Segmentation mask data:
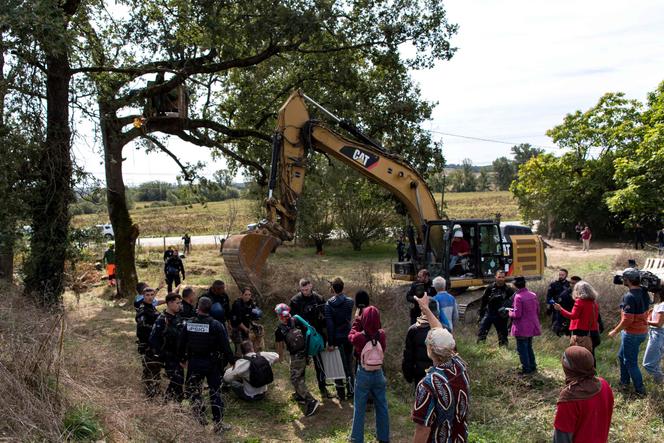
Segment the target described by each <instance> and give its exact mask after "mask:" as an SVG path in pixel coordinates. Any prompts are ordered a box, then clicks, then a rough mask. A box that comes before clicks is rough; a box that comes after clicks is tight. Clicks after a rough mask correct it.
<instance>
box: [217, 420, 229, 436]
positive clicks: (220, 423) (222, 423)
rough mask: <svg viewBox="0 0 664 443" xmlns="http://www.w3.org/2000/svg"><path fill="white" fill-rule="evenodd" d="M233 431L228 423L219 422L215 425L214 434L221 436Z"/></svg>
mask: <svg viewBox="0 0 664 443" xmlns="http://www.w3.org/2000/svg"><path fill="white" fill-rule="evenodd" d="M230 430H231V425H229V424H228V423H224V422H222V421H219V422H217V423H215V424H214V432H215V433H217V434H220V433H222V432H226V431H230Z"/></svg>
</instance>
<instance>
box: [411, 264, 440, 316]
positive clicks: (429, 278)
mask: <svg viewBox="0 0 664 443" xmlns="http://www.w3.org/2000/svg"><path fill="white" fill-rule="evenodd" d="M436 292H437V291H436V290H435V289H434V287H433V286H432V285H431V278H430V275H429V271H427V270H426V269H420V272H418V273H417V280H416V281H414V282H413V284H411V285H410V289H409V290H408V292H407V293H406V301H407V302H408V303H412V304H413V306H412V307H411V308H410V324H411V325H412V324H415V322H416V321H417V317H419V316H420V315H421V314H422V311H421V310H420V306H419V305H418V304H417V301H416V300H415V297H417V298H421V297H422V296H423V295H424V294H425V293H426V294H427V295H428V296H429V297H431V298H433V297H435V296H436Z"/></svg>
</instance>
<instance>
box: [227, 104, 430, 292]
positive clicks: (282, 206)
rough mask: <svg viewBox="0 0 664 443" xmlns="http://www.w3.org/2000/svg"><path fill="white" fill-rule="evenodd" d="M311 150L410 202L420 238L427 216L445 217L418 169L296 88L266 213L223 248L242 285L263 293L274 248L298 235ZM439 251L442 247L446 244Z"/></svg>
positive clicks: (231, 268) (422, 236) (275, 147)
mask: <svg viewBox="0 0 664 443" xmlns="http://www.w3.org/2000/svg"><path fill="white" fill-rule="evenodd" d="M305 100H306V101H309V102H310V103H312V104H313V105H314V106H316V107H318V108H319V109H321V110H322V111H323V112H324V113H325V114H327V116H328V117H330V118H331V119H333V120H335V121H336V122H337V123H339V125H340V126H341V127H342V128H344V129H345V130H346V131H348V132H350V133H351V134H353V136H354V137H356V138H358V139H359V140H361V142H360V141H356V140H353V139H350V138H347V137H344V136H342V135H340V134H338V133H337V132H335V131H333V130H331V129H329V128H328V127H326V126H325V125H323V124H321V123H320V122H318V121H316V120H312V119H311V118H310V115H309V111H308V109H307V106H306V103H305ZM312 151H318V152H322V153H325V154H327V155H330V156H332V157H334V158H336V159H338V160H340V161H341V162H342V163H345V164H346V165H348V166H350V167H351V168H353V169H355V170H357V171H359V172H360V173H361V174H363V175H364V176H365V177H367V178H368V179H369V180H371V181H373V182H375V183H377V184H379V185H380V186H382V187H384V188H386V189H387V190H389V191H390V192H391V193H392V194H393V195H395V196H396V197H397V198H398V199H399V200H400V201H401V202H402V203H403V204H404V206H405V207H406V210H407V211H408V214H409V215H410V218H411V220H412V223H413V226H414V228H415V230H416V231H417V234H418V236H419V237H420V238H424V236H425V231H426V227H427V222H428V221H430V220H439V219H440V215H439V213H438V208H437V206H436V202H435V200H434V198H433V195H432V194H431V191H430V190H429V188H428V186H427V185H426V182H425V181H424V179H423V178H422V176H420V174H419V173H418V172H417V171H416V170H415V169H413V168H412V167H411V166H410V165H409V164H408V163H406V162H405V161H404V160H403V159H401V158H400V157H399V156H397V155H394V154H391V153H389V152H387V151H385V150H384V149H383V148H381V147H380V145H378V144H377V143H376V142H375V141H373V140H372V139H370V138H369V137H367V136H366V135H364V134H362V133H361V132H360V131H359V130H358V129H357V128H355V126H354V125H352V124H351V123H349V122H347V121H343V120H341V119H339V118H338V117H336V116H335V115H334V114H332V113H331V112H330V111H328V110H326V109H325V108H323V107H322V106H320V105H319V104H318V103H316V102H315V101H313V100H312V99H310V98H309V97H307V96H306V95H305V94H304V93H302V91H295V92H293V94H291V96H290V97H289V98H288V100H286V102H285V103H284V105H283V106H282V107H281V109H280V110H279V116H278V121H277V128H276V130H275V134H274V139H273V146H272V166H271V170H270V183H269V191H268V198H267V200H266V203H265V204H266V209H267V217H266V219H265V220H262V221H261V222H259V223H258V224H257V226H256V228H255V229H254V230H251V231H247V232H244V233H241V234H238V235H233V236H230V237H229V238H228V239H227V240H226V242H225V243H224V247H223V250H222V254H223V256H224V262H225V263H226V266H227V268H228V270H229V272H230V274H231V276H232V277H233V279H234V280H235V282H236V283H237V285H238V286H239V287H240V288H245V287H249V288H251V289H252V291H253V292H254V293H255V294H257V295H260V292H261V291H260V289H261V284H260V277H261V273H262V271H263V267H264V265H265V262H266V260H267V258H268V256H269V254H270V252H272V251H274V249H276V247H277V246H279V245H280V244H281V243H282V242H284V241H289V240H292V239H293V237H294V234H295V223H296V218H297V199H298V197H299V196H300V194H301V193H302V190H303V186H304V178H305V173H306V166H307V158H308V155H310V154H311V153H312ZM429 238H430V241H431V242H432V243H434V244H437V245H440V244H442V241H443V239H442V234H441V233H440V232H439V231H436V232H432V233H430V235H429ZM434 250H435V251H440V250H442V248H441V247H437V248H434Z"/></svg>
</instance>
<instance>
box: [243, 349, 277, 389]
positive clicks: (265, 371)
mask: <svg viewBox="0 0 664 443" xmlns="http://www.w3.org/2000/svg"><path fill="white" fill-rule="evenodd" d="M247 360H249V384H250V385H251V386H253V387H254V388H262V387H263V386H265V385H269V384H270V383H272V382H273V381H274V374H273V373H272V366H270V362H269V361H267V358H265V357H263V356H262V355H261V354H260V353H257V354H256V355H254V356H253V357H249V358H248V359H247Z"/></svg>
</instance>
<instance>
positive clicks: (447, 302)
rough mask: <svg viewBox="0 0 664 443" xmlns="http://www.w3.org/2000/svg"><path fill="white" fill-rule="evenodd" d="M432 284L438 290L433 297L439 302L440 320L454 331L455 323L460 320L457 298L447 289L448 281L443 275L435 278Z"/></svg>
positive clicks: (449, 327) (452, 330)
mask: <svg viewBox="0 0 664 443" xmlns="http://www.w3.org/2000/svg"><path fill="white" fill-rule="evenodd" d="M432 286H433V288H434V289H435V290H436V296H435V297H434V298H433V299H434V300H436V301H437V302H438V316H439V317H440V322H441V323H442V324H443V326H445V328H447V329H449V331H450V332H453V330H454V324H455V323H457V322H458V321H459V305H458V304H457V302H456V299H455V298H454V297H453V296H452V295H451V294H450V293H449V292H447V291H446V290H445V288H447V282H446V281H445V279H444V278H443V277H436V278H434V279H433V282H432Z"/></svg>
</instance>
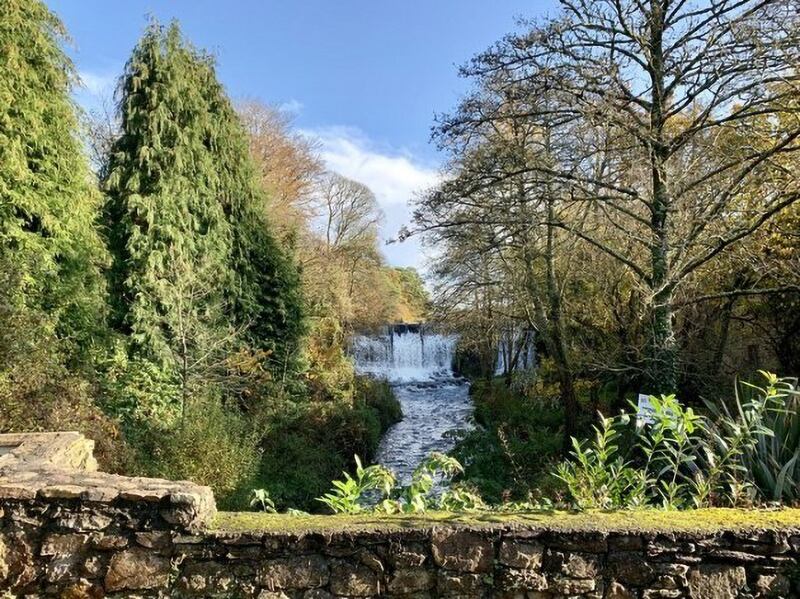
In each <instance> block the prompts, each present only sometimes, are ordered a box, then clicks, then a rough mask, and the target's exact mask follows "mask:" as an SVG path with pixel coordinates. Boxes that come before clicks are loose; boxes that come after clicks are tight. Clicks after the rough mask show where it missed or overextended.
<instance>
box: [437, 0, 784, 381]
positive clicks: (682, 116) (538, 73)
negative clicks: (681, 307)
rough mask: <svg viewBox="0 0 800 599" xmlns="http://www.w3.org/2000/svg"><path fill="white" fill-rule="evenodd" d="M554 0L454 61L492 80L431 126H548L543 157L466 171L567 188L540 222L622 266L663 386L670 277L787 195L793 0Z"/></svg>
mask: <svg viewBox="0 0 800 599" xmlns="http://www.w3.org/2000/svg"><path fill="white" fill-rule="evenodd" d="M561 6H562V11H561V14H560V15H559V16H558V17H557V18H555V19H553V20H551V21H549V22H546V23H543V24H535V23H527V24H526V25H525V27H526V30H525V31H524V33H521V34H518V35H512V36H509V37H507V38H506V39H504V40H503V41H502V42H500V43H498V44H497V45H496V46H495V47H493V48H491V49H490V50H489V51H487V52H485V53H484V54H482V55H480V56H478V57H477V58H476V59H474V60H473V61H472V62H471V63H470V64H469V65H468V66H467V67H465V68H464V74H465V75H467V76H470V77H474V78H476V79H477V80H479V81H482V82H490V83H491V87H492V89H493V90H494V91H495V92H497V93H492V94H486V93H485V86H484V87H483V88H481V87H479V88H478V90H477V91H476V92H475V93H474V94H472V95H470V96H469V97H467V98H466V99H465V100H464V102H463V103H462V105H461V106H460V107H459V109H458V110H457V111H456V113H454V114H452V115H449V116H447V117H445V118H443V119H442V121H441V123H440V125H439V127H438V130H437V135H438V136H440V137H443V138H446V139H447V142H448V144H449V145H450V146H451V147H452V148H456V147H457V146H458V145H459V144H460V145H461V146H462V148H463V149H464V150H465V151H466V149H467V148H469V147H470V144H471V143H472V141H473V139H474V137H475V135H476V132H479V131H482V130H485V129H486V128H487V127H493V128H500V127H503V126H508V123H511V122H515V121H524V122H525V123H526V124H527V126H529V127H540V128H541V129H542V130H543V131H547V132H548V135H549V136H550V137H551V139H552V140H553V151H552V152H551V153H550V158H551V159H550V160H545V161H528V162H527V164H525V165H521V166H520V168H519V169H518V170H516V171H511V172H509V171H508V170H503V169H499V170H498V169H494V170H491V169H490V170H488V171H487V172H486V173H484V176H483V179H482V180H480V181H478V182H477V184H478V185H484V186H486V185H488V184H494V183H497V182H498V181H501V180H504V179H514V178H518V177H519V176H520V175H522V174H526V173H533V174H536V175H537V176H540V177H545V178H547V179H549V180H550V181H551V182H552V183H554V184H555V183H557V184H558V185H560V186H561V187H562V189H563V190H564V191H566V192H567V193H568V200H569V207H570V209H568V210H567V209H564V210H561V211H560V214H556V215H555V218H554V220H552V221H551V225H552V226H554V227H557V228H559V229H562V230H564V231H568V232H569V233H570V234H572V235H574V236H575V237H576V238H578V239H580V240H582V241H583V242H585V243H586V244H589V245H590V246H592V247H594V248H596V249H597V250H598V251H600V252H603V253H604V254H606V255H607V256H609V257H611V258H612V259H613V260H615V261H617V262H618V263H620V264H622V265H624V267H625V268H626V269H627V270H628V271H629V272H630V273H632V275H633V276H635V278H636V280H637V281H638V283H639V284H640V285H641V287H642V289H643V290H644V291H645V294H646V300H647V305H648V312H649V322H650V325H649V326H650V331H649V335H650V347H651V349H650V352H649V358H648V372H649V375H650V379H651V388H652V390H653V391H673V390H674V389H675V385H676V378H677V369H678V363H679V361H678V348H677V343H676V339H675V333H674V328H673V327H674V317H675V314H676V310H677V307H678V304H679V302H680V301H681V299H682V298H681V297H680V294H681V293H682V287H683V286H685V285H686V283H687V282H688V281H689V280H690V279H691V278H692V276H694V275H695V274H696V273H697V272H698V271H699V270H701V269H703V268H707V267H708V265H709V264H713V261H714V260H715V259H717V258H718V257H719V256H720V255H722V254H724V253H726V252H728V251H729V250H731V249H732V248H733V247H735V246H736V245H737V244H739V243H741V242H742V241H743V240H745V239H746V238H748V237H749V236H750V235H752V234H753V233H754V232H756V231H758V230H759V229H760V228H761V227H763V226H764V225H765V223H768V222H769V221H770V220H771V219H772V218H773V217H774V216H776V215H777V214H779V213H780V212H781V211H783V210H785V209H786V208H787V207H789V206H791V205H792V204H794V203H795V202H797V200H798V199H799V198H800V180H799V179H798V172H797V170H796V169H790V168H787V167H786V164H787V159H788V158H789V157H790V156H793V155H796V154H797V153H798V152H800V108H798V104H797V102H796V98H797V94H798V84H799V83H800V74H798V71H797V65H798V64H800V27H798V14H800V10H799V9H800V5H799V4H798V2H797V0H712V1H710V2H698V3H691V2H688V1H685V0H646V1H644V2H642V1H640V0H574V1H573V0H562V2H561ZM520 98H523V99H528V101H525V102H518V99H520ZM534 98H535V99H537V100H538V101H536V102H533V101H530V99H534ZM598 222H602V223H603V226H602V227H600V228H598ZM608 229H615V230H616V231H617V233H618V234H617V235H605V234H604V232H605V231H606V230H608ZM737 292H738V293H742V294H745V293H749V292H753V290H748V289H741V290H738V291H737Z"/></svg>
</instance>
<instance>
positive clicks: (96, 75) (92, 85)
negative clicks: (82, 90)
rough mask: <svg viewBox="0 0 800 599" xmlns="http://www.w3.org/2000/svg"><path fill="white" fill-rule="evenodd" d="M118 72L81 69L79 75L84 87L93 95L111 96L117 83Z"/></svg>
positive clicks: (95, 95) (79, 76) (79, 72)
mask: <svg viewBox="0 0 800 599" xmlns="http://www.w3.org/2000/svg"><path fill="white" fill-rule="evenodd" d="M118 76H119V74H118V73H95V72H92V71H80V72H79V73H78V77H79V78H80V81H81V86H82V87H83V89H84V90H85V91H86V92H88V93H89V94H91V95H92V96H100V97H102V96H110V95H112V94H113V93H114V87H115V86H116V85H117V77H118Z"/></svg>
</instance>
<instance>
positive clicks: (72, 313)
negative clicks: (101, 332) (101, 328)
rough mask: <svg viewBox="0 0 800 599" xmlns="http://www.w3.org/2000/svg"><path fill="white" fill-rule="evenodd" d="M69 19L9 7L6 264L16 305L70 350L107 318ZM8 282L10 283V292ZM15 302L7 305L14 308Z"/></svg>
mask: <svg viewBox="0 0 800 599" xmlns="http://www.w3.org/2000/svg"><path fill="white" fill-rule="evenodd" d="M64 37H65V30H64V28H63V26H62V24H61V22H60V21H59V20H58V19H57V17H55V16H54V15H53V14H52V13H51V12H50V11H49V10H48V9H47V7H46V6H45V5H44V3H43V2H40V1H39V0H4V2H3V8H2V10H0V268H3V269H12V270H13V276H12V277H10V278H6V281H7V283H8V284H9V285H11V284H12V283H11V282H10V281H13V282H14V283H13V286H14V288H15V290H14V292H13V293H12V294H10V295H12V296H13V298H14V299H12V300H8V301H11V302H12V303H13V308H14V309H17V310H23V311H25V310H27V311H31V310H34V311H39V312H41V313H42V314H43V315H46V320H47V322H49V325H48V327H49V329H50V330H51V331H52V333H54V334H55V335H57V336H58V338H59V339H60V342H59V345H60V348H61V350H62V351H63V350H66V351H64V354H65V355H66V356H68V357H69V355H70V354H71V353H72V352H73V351H74V350H76V349H81V348H82V347H85V346H86V344H87V342H88V341H89V340H90V339H91V338H92V336H94V335H95V334H96V333H97V332H98V330H99V325H100V323H101V322H102V318H101V317H102V314H103V311H104V310H103V306H104V295H103V288H104V287H103V277H102V275H101V268H102V266H103V264H104V262H105V260H106V253H105V250H104V248H103V244H102V240H101V238H100V236H99V235H98V232H97V229H96V217H97V215H98V210H99V200H100V196H99V194H98V193H97V191H96V189H95V188H94V185H93V182H92V178H91V175H90V171H89V167H88V162H87V160H86V157H85V155H84V153H83V151H82V146H81V142H80V140H79V138H78V135H77V131H78V121H77V117H76V111H75V107H74V105H73V103H72V100H71V99H70V89H71V86H72V84H73V82H74V81H75V72H74V69H73V66H72V64H71V62H70V61H69V59H68V58H67V56H66V55H65V53H64V51H63V50H62V48H61V45H60V42H61V41H62V39H63V38H64ZM9 291H10V290H9V289H6V290H5V292H6V294H7V296H6V297H8V294H9ZM11 307H12V306H9V305H7V306H6V308H11Z"/></svg>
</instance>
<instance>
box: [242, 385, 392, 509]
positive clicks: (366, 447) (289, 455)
mask: <svg viewBox="0 0 800 599" xmlns="http://www.w3.org/2000/svg"><path fill="white" fill-rule="evenodd" d="M400 416H401V414H400V406H399V403H398V402H397V399H396V398H395V397H394V395H393V393H392V390H391V387H389V385H388V384H387V383H386V382H385V381H372V380H369V379H363V378H360V377H359V378H358V379H357V381H356V393H355V397H354V398H353V401H352V403H350V402H346V401H326V402H304V403H299V402H294V401H291V400H290V399H286V398H281V399H275V400H273V401H272V402H269V403H267V404H266V406H265V408H264V412H263V413H262V414H261V415H260V420H261V421H262V422H263V423H264V425H263V437H262V442H261V447H262V448H263V455H262V458H261V463H260V466H259V469H258V475H257V485H258V486H260V487H263V488H266V489H269V492H270V495H271V497H272V498H273V500H274V501H275V504H276V506H278V507H279V508H281V509H283V508H287V507H297V508H303V509H314V508H317V509H318V508H319V503H318V502H317V501H315V499H316V498H317V497H318V496H319V495H320V494H321V493H322V492H324V491H325V490H326V489H327V488H328V487H329V485H330V481H331V479H333V478H334V477H335V476H337V475H338V473H340V472H341V471H343V470H349V469H350V468H351V467H352V466H353V462H352V461H351V460H352V458H351V457H350V456H353V455H360V456H365V458H366V459H368V460H369V459H372V456H374V454H375V451H376V450H377V448H378V443H379V442H380V438H381V435H382V433H383V432H384V431H385V430H386V428H388V426H390V425H391V424H393V423H394V422H396V421H397V420H399V418H400Z"/></svg>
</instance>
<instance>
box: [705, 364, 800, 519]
mask: <svg viewBox="0 0 800 599" xmlns="http://www.w3.org/2000/svg"><path fill="white" fill-rule="evenodd" d="M764 377H765V383H766V385H765V386H763V387H760V386H756V385H752V384H750V383H747V382H742V383H737V385H736V393H735V394H734V397H733V400H732V402H731V403H730V405H729V404H727V403H721V404H718V405H717V404H711V405H710V406H709V407H710V408H711V410H712V413H714V414H715V415H716V417H717V418H716V421H717V422H718V424H717V425H716V426H714V427H712V433H713V434H712V442H714V443H715V444H716V446H717V447H718V450H717V451H718V453H723V455H725V456H730V457H729V458H728V459H732V458H733V459H735V458H739V457H740V458H741V461H742V465H743V467H744V471H743V472H744V478H745V480H746V481H748V482H749V483H751V484H752V485H753V486H754V487H755V489H757V490H758V493H759V494H760V496H761V497H762V498H763V499H765V500H767V501H783V502H786V503H796V502H797V501H798V500H800V463H798V462H800V410H799V409H800V391H798V388H797V380H796V379H778V378H777V377H775V376H774V375H771V374H768V373H764ZM741 423H745V424H746V425H745V426H742V425H741ZM748 425H749V426H748ZM729 438H734V439H735V440H736V443H735V444H730V443H726V440H727V439H729ZM729 482H730V484H731V485H734V486H735V487H736V488H738V487H739V486H741V483H740V482H739V481H737V480H732V481H729ZM746 490H747V489H744V491H746Z"/></svg>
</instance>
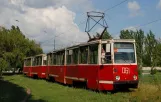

» Task to carry out: Filter the listing above and copy every line that contains the word "positive", treating uppercase and lowercase as different.

» Written response:
positive clicks: (220, 423) (222, 423)
positive clicks: (429, 278)
positive clicks: (282, 206)
positive clicks: (231, 268) (422, 236) (275, 147)
positive clicks: (265, 371)
positive clicks: (447, 302)
positive clicks: (449, 327) (452, 330)
positive clicks: (682, 116) (538, 73)
positive clicks: (96, 75) (92, 85)
positive clicks: (95, 95) (79, 76) (79, 72)
positive clicks: (72, 313)
positive clicks: (366, 447) (289, 455)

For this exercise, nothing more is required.